La autora se sumerge en este artículo a la variada gama de asentamientos que se desarrollaron en la campaña a través de artículos periodísticos de la época. (Raquel Espinosa)*
Se ha sostenido que una de las principales causas del estancamiento de la riqueza en la provincia de Salta residía en las inmensas zonas de “tierra inculta”, propiedad de unos pocos que la poseían por herencia o adquiridas con fines especulativos. Luis D. Rodríguez, el columnista de “Salta” en el diario La Montaña, menciona algunos casos de esos propietarios que tenían posesiones en los valles calchaquíes como la dueña de la finca “Molinos”, de 34.400 hectáreas (217 leguas). También señala que en “los Chacos” había propietarios de extensiones que variaban de 93.500 a 215.600 hectáreas. Ésta es la razón que invoca el autor como causa del despoblamiento de la zona de los actuales departamentos de Anta, Rivadavia y Orán.
Esa descripción del campo salteño que el autor nos presenta nos lleva a imaginar ese enorme y lejano espacio que se oponía a la ciudad de Salta desde donde el columnista escribe y desde donde los lectores salteños de principios del siglo XX reciben la información. Es el mismo escritor quien luego aporta unos datos que ayudan a reconstruir, con más detalles, esa imagen del campo: “…encontrándose en ellos [los despoblados] sólo algunas pobres estancias y el resto ocupado portolderías de indios matacos y chiriguanos que son contratados durante la zafra de los ingenios para recoger la cosecha de caña y en el corte de la madera de los obrajes”(jueves 4 de febrero de 1904). Acto seguido, Rodríguez asegura que estos indígenas, perseguidos constantemente por las autoridades, deberían tener otra suerte, que el gobierno debería entregarles como propiedades pequeñas fracciones de tierra para fundar pueblos, siguiendo el ejemplo de lo que había ya hecho la provincia de Santa Fe, donde se fundó el pueblo de San Javier que poseía fábricas de aceite de maní que los propios indígenas cultivaban.
Así, pues aparecen tres nuevos términos ligados al campo salteño: estancias, tolderías y pueblos. Esto nos permite hablar de la existencia en la Salta de principios del siglo XX de una variada gama de asentamientos entre los considerados tradicionalmente como polos opuestos: el campo y la ciudad. Así como en la actualidad emergen los suburbios, los barrios en las afueras, los conglomerados paupérrimos, el poblado industrial, etc. más de cien años atrás el campo no era algo uniforme.
*-*-*
> _TAREA A REALIZAR_: Según el texto sobre los asentamientos del campo salteño, ¿qué producían las fábricas del pueblo de San Javier, en la provincia de Santa Fe?

> _LISTADO PROPORCIONADO_:
*-*-*
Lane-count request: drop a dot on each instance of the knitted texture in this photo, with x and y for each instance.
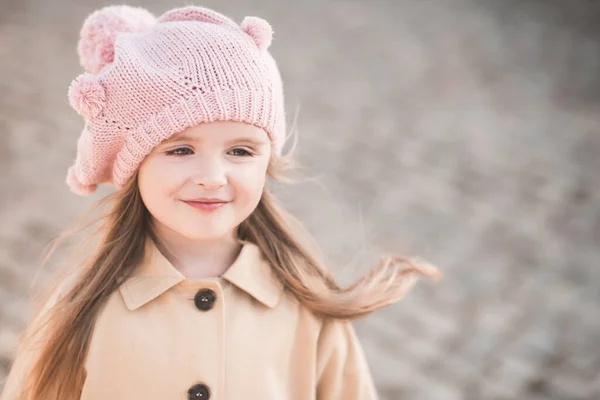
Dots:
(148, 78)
*-*-*
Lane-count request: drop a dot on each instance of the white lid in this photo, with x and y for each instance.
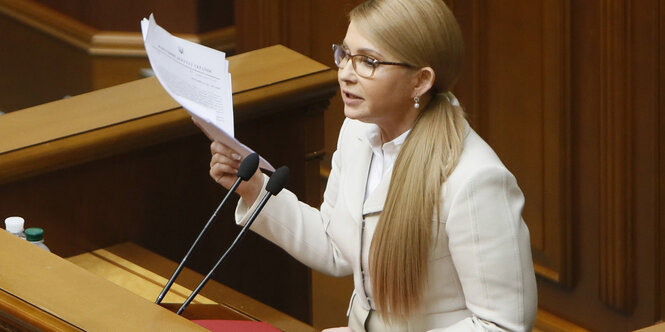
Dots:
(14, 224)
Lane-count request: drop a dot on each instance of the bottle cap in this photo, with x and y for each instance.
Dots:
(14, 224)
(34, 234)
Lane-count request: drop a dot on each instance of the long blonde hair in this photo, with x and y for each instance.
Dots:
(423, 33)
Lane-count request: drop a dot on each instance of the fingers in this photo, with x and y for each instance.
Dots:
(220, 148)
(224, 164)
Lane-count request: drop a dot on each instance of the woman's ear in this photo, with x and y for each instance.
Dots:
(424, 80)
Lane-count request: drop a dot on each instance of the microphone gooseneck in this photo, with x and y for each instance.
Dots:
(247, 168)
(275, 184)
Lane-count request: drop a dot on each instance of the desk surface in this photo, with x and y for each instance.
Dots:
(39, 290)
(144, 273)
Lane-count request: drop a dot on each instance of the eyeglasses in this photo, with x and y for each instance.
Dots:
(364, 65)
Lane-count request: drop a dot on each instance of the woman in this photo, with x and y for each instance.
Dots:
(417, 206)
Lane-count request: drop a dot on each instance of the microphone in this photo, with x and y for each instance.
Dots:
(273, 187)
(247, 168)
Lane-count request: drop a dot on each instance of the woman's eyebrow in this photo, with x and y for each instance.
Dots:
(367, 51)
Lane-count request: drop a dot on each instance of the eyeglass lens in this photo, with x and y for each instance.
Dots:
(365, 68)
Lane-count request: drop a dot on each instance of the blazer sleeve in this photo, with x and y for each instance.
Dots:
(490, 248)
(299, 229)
*-*-*
> _RESPUESTA DEL EJERCICIO_: Aceite de maní, hecho con el maní que cultivaban los propios indígenas.